Set task — Reproduce the lines below from the one that contains "Task: Where can the woman's face" through the end, inclusive, and add nothing.

Information supplied —
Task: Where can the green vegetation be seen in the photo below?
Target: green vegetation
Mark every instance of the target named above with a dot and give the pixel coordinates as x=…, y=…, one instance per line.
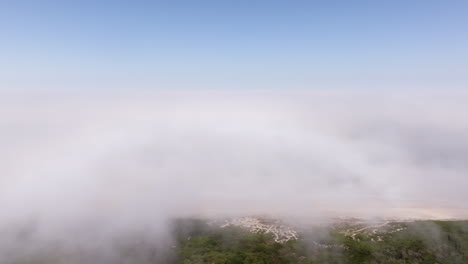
x=423, y=242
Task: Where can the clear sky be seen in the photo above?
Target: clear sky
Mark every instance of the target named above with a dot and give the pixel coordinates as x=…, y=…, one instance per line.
x=233, y=44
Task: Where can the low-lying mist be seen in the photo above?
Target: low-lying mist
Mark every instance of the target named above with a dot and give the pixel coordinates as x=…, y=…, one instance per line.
x=95, y=172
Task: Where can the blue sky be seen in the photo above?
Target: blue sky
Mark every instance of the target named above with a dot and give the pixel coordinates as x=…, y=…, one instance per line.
x=233, y=44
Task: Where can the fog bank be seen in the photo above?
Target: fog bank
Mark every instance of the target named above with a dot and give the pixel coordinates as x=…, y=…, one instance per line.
x=97, y=166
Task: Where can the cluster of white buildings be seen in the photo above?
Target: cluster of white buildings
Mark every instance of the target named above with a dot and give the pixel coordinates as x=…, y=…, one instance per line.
x=281, y=233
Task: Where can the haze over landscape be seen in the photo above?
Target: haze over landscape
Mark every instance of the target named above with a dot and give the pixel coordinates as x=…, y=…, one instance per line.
x=117, y=120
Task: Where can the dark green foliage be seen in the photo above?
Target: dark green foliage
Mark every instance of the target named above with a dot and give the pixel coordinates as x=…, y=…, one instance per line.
x=423, y=242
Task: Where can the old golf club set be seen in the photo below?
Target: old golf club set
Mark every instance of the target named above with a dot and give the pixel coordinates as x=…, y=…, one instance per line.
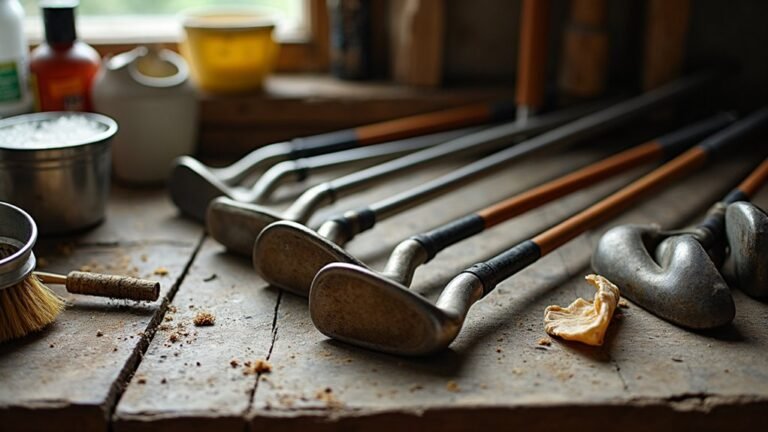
x=672, y=274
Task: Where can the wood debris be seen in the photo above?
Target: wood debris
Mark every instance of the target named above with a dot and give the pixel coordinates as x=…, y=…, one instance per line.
x=204, y=319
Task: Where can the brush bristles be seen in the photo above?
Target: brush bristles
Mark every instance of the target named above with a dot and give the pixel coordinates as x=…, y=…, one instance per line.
x=27, y=307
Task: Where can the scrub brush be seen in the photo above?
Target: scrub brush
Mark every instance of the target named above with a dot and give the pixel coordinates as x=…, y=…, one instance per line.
x=26, y=304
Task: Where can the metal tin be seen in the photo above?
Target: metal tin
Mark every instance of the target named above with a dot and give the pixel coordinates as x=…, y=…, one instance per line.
x=64, y=188
x=18, y=234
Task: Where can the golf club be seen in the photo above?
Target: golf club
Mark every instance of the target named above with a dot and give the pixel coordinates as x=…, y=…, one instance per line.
x=281, y=245
x=394, y=319
x=193, y=185
x=236, y=225
x=299, y=169
x=746, y=229
x=671, y=274
x=422, y=248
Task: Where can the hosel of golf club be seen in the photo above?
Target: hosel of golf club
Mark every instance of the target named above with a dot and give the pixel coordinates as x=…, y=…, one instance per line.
x=299, y=169
x=508, y=263
x=586, y=127
x=421, y=248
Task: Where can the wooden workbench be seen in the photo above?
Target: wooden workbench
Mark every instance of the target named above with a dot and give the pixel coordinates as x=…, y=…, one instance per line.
x=122, y=366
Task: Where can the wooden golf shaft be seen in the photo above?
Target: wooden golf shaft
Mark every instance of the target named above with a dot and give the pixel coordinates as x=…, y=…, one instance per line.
x=532, y=53
x=120, y=287
x=670, y=144
x=511, y=261
x=399, y=128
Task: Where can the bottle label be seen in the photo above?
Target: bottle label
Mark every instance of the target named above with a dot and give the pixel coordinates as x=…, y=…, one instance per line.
x=10, y=82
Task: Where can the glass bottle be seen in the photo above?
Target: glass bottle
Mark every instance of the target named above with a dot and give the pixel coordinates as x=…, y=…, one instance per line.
x=14, y=93
x=62, y=68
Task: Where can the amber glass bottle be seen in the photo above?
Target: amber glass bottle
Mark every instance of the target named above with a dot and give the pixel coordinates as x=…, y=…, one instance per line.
x=62, y=68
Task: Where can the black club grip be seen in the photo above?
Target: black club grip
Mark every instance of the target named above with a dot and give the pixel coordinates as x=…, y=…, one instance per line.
x=451, y=233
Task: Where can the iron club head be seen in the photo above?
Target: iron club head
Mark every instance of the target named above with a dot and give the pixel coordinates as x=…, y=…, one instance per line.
x=193, y=186
x=681, y=284
x=236, y=225
x=358, y=306
x=288, y=255
x=746, y=228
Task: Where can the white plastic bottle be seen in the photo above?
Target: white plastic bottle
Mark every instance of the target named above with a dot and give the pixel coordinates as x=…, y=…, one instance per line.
x=14, y=91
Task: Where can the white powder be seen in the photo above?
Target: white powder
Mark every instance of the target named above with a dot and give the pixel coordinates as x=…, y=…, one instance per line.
x=62, y=131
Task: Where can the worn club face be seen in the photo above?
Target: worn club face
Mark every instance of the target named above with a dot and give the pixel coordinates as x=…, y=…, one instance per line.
x=747, y=232
x=237, y=225
x=358, y=306
x=193, y=186
x=288, y=255
x=681, y=285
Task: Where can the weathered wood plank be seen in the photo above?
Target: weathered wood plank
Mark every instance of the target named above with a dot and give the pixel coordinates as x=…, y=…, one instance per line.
x=496, y=373
x=69, y=376
x=174, y=391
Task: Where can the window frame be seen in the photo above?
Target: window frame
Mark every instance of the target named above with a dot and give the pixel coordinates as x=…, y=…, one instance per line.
x=307, y=55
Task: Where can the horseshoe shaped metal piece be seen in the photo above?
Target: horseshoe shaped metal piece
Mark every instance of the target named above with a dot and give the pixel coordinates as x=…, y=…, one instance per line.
x=746, y=228
x=679, y=284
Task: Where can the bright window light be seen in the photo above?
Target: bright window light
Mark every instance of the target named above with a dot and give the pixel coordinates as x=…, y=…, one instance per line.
x=142, y=21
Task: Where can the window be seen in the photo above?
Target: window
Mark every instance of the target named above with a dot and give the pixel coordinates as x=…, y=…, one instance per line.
x=143, y=21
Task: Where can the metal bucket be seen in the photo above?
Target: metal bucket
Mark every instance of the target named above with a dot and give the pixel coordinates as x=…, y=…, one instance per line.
x=18, y=234
x=64, y=187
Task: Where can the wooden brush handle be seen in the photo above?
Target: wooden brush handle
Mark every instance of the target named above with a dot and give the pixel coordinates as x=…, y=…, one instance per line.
x=95, y=284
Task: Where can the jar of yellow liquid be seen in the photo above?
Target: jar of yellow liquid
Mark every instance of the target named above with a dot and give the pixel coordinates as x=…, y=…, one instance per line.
x=229, y=49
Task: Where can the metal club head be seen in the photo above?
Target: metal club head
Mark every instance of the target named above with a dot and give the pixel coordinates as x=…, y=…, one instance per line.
x=193, y=186
x=288, y=255
x=746, y=228
x=680, y=284
x=236, y=225
x=358, y=306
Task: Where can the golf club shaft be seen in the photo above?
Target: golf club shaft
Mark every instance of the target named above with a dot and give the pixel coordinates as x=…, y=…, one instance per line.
x=299, y=169
x=668, y=145
x=576, y=131
x=483, y=141
x=364, y=135
x=508, y=263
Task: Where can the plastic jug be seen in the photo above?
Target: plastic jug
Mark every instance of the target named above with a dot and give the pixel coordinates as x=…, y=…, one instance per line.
x=149, y=94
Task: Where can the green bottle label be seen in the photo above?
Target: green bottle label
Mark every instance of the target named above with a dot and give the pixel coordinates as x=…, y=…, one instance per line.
x=10, y=83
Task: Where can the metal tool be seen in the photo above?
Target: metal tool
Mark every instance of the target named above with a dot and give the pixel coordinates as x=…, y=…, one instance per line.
x=391, y=318
x=746, y=228
x=299, y=169
x=236, y=225
x=421, y=248
x=671, y=274
x=284, y=244
x=193, y=185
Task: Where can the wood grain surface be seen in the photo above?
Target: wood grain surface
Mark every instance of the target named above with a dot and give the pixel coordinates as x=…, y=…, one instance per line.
x=116, y=365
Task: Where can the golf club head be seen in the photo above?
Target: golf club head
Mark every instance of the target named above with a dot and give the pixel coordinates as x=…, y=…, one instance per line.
x=746, y=227
x=358, y=306
x=288, y=255
x=236, y=225
x=680, y=285
x=193, y=186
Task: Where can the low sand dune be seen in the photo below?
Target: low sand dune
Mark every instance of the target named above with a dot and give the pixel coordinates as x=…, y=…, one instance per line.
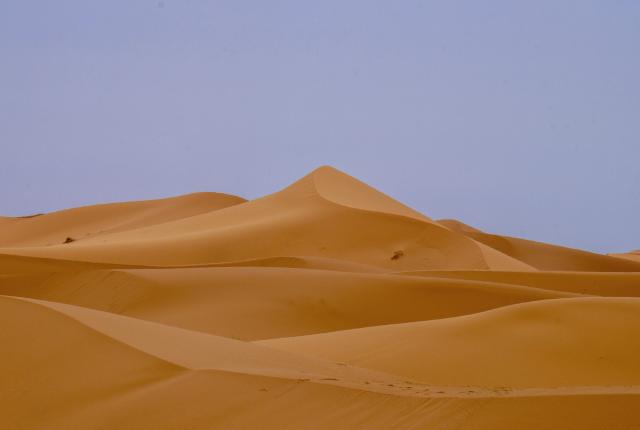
x=551, y=343
x=77, y=224
x=607, y=284
x=544, y=256
x=325, y=305
x=633, y=255
x=260, y=303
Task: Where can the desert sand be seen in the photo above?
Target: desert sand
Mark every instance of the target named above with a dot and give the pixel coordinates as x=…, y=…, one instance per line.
x=326, y=305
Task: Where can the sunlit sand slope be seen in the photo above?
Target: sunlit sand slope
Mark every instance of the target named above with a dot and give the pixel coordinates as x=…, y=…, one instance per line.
x=544, y=256
x=551, y=343
x=326, y=305
x=157, y=377
x=309, y=218
x=90, y=221
x=260, y=303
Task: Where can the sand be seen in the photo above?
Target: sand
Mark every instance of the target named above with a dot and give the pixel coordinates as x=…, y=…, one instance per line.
x=324, y=305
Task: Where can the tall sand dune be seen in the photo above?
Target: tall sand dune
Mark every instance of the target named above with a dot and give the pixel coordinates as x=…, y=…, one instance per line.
x=327, y=304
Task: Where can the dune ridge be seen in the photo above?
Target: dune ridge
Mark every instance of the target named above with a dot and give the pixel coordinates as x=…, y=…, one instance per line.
x=327, y=304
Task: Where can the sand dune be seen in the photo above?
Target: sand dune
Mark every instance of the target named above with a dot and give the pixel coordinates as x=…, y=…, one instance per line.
x=554, y=343
x=90, y=221
x=260, y=303
x=327, y=304
x=544, y=256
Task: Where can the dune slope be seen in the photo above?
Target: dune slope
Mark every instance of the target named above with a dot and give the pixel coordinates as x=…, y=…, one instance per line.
x=327, y=304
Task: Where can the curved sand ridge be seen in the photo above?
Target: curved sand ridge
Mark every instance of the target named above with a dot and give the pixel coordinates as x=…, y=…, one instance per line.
x=551, y=343
x=260, y=303
x=544, y=256
x=298, y=221
x=325, y=305
x=90, y=221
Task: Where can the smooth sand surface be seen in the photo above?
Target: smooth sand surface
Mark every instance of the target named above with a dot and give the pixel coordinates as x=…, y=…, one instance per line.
x=325, y=305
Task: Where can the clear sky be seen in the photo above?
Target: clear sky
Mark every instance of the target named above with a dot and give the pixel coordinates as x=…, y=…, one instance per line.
x=521, y=118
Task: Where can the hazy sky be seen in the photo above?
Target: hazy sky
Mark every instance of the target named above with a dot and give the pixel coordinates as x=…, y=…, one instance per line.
x=520, y=118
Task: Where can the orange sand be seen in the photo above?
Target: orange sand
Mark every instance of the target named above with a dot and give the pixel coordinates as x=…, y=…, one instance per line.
x=325, y=305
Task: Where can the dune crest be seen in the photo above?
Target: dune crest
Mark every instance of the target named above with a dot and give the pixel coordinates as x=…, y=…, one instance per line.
x=327, y=304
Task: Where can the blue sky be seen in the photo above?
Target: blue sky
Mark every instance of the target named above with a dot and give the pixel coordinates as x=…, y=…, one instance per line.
x=521, y=118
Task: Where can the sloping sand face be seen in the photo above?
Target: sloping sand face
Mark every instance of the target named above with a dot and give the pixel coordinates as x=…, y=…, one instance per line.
x=325, y=305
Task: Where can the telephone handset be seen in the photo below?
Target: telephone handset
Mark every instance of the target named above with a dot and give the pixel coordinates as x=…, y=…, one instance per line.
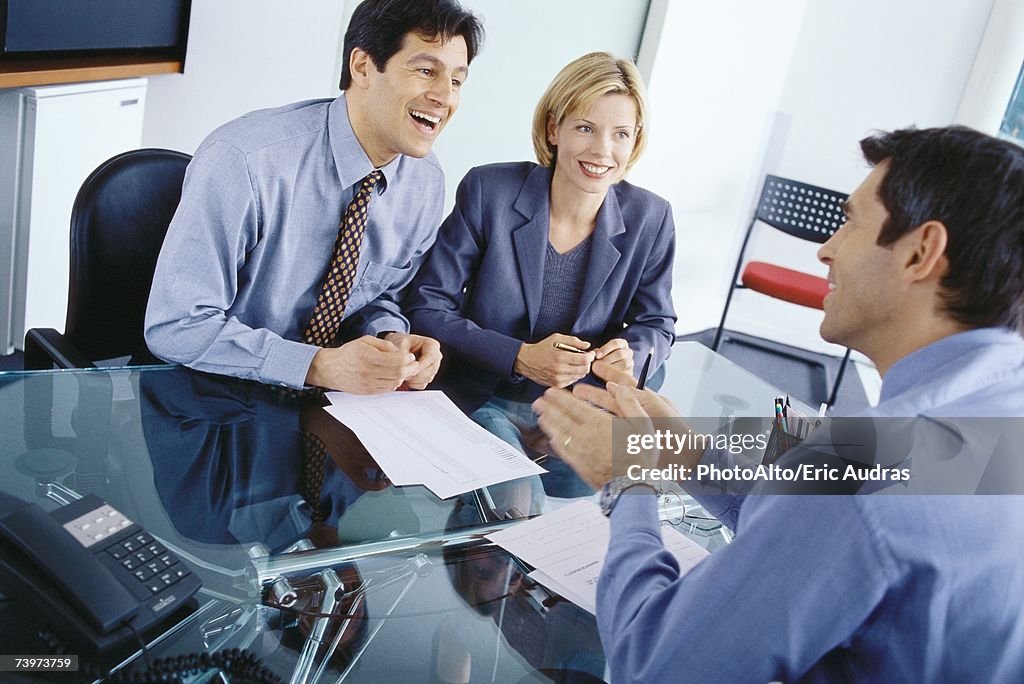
x=89, y=570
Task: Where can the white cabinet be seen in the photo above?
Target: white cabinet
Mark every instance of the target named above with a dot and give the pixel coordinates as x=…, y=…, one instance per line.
x=51, y=138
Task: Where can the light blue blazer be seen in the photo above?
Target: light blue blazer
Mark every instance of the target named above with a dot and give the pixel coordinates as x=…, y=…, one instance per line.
x=479, y=290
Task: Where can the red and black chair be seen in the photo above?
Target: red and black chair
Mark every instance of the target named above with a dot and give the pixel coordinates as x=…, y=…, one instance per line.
x=804, y=211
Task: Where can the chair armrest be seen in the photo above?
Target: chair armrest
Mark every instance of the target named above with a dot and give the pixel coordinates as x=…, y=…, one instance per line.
x=45, y=347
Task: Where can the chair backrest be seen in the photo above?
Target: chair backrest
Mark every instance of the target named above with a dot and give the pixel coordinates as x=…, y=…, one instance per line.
x=118, y=224
x=804, y=211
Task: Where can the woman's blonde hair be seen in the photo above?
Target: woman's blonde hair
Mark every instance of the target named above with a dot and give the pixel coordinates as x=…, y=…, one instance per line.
x=578, y=86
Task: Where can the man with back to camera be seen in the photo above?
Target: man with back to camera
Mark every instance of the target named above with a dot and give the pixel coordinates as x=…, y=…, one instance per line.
x=927, y=280
x=257, y=280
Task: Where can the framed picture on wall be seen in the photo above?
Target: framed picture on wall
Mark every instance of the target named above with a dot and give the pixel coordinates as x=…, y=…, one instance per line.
x=1013, y=121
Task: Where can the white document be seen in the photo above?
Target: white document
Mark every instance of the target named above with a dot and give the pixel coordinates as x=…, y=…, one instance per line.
x=423, y=438
x=568, y=546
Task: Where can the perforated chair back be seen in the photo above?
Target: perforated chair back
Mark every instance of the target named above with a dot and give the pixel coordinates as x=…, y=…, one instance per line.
x=803, y=211
x=118, y=224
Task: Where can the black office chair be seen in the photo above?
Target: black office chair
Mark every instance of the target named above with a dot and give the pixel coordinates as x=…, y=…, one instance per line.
x=118, y=224
x=804, y=211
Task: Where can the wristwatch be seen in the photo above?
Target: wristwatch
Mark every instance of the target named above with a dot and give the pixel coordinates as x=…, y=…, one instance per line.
x=614, y=487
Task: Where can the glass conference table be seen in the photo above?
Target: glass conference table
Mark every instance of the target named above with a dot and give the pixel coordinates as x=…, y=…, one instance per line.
x=310, y=558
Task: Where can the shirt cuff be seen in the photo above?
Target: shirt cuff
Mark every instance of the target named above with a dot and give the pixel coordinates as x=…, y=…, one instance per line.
x=636, y=509
x=385, y=324
x=288, y=364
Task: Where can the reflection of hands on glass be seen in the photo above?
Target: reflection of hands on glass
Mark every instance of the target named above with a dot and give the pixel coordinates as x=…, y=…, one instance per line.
x=345, y=449
x=546, y=365
x=616, y=353
x=579, y=423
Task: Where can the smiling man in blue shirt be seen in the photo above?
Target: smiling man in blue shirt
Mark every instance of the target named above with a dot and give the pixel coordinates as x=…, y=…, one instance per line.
x=928, y=282
x=246, y=255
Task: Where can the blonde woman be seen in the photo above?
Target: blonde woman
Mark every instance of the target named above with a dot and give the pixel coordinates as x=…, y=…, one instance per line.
x=542, y=268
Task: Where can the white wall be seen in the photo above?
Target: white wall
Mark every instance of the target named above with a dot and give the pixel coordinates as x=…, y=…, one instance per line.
x=830, y=71
x=244, y=55
x=737, y=89
x=718, y=76
x=995, y=69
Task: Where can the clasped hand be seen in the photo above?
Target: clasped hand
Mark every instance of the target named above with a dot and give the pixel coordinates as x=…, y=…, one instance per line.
x=579, y=423
x=546, y=365
x=372, y=366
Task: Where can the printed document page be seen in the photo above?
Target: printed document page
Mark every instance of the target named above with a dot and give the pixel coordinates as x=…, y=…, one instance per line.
x=423, y=438
x=568, y=546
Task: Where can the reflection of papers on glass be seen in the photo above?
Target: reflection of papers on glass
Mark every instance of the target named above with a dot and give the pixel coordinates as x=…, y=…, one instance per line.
x=568, y=546
x=423, y=438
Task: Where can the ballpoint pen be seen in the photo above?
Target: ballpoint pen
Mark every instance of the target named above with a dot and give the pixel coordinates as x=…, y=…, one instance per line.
x=561, y=346
x=645, y=370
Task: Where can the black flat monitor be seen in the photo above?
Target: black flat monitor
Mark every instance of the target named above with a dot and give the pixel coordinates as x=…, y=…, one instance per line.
x=61, y=29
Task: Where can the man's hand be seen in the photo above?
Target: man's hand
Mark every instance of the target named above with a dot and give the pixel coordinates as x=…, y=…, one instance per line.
x=650, y=403
x=615, y=352
x=581, y=431
x=366, y=366
x=546, y=365
x=427, y=351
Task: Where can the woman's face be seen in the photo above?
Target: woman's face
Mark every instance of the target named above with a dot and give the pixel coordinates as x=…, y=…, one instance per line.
x=594, y=146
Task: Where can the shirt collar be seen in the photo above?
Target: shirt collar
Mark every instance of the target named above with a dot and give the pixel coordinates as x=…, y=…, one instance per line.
x=350, y=159
x=944, y=356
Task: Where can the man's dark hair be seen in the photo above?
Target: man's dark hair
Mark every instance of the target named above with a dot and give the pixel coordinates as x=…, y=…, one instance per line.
x=379, y=27
x=974, y=184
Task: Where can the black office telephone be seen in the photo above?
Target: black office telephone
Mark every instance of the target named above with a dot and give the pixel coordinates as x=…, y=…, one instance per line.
x=94, y=575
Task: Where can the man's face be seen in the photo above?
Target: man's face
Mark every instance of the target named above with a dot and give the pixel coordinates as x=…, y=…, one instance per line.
x=412, y=100
x=862, y=310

Full output —
Task: Where can the woman's face be seen in the photo above?
Target: woman's face
Mark every instance of the target named above with a dot and give the pixel coordinates as x=…, y=…, one instance per line.
x=594, y=146
Task: Where can the shirt collar be seen in the photo above?
Target: shirt collar
Mark every instance of the target named above with a dot and give the pixel coordinates as x=…, y=…, one instance per line.
x=350, y=159
x=944, y=356
Task: Where can the man's dark hair be seen in the photo above?
Target: man's dark hair
Mark every instance of the target named above with a dot and give the pixel coordinates as x=…, y=…, one instance per line.
x=379, y=27
x=974, y=184
Task: Where can the black office telephone be seen in the photo above?
Target: black office telephone
Mark every instance of the target named above with a dot and give the pixel coordinates as x=…, y=…, one instance per line.
x=94, y=575
Task: Where can the man's face be seen in the photo above?
Target: man's face
Mark every instance of the target named above with a dot and give the pixel coordinates as x=…, y=…, one instance per line.
x=412, y=100
x=862, y=310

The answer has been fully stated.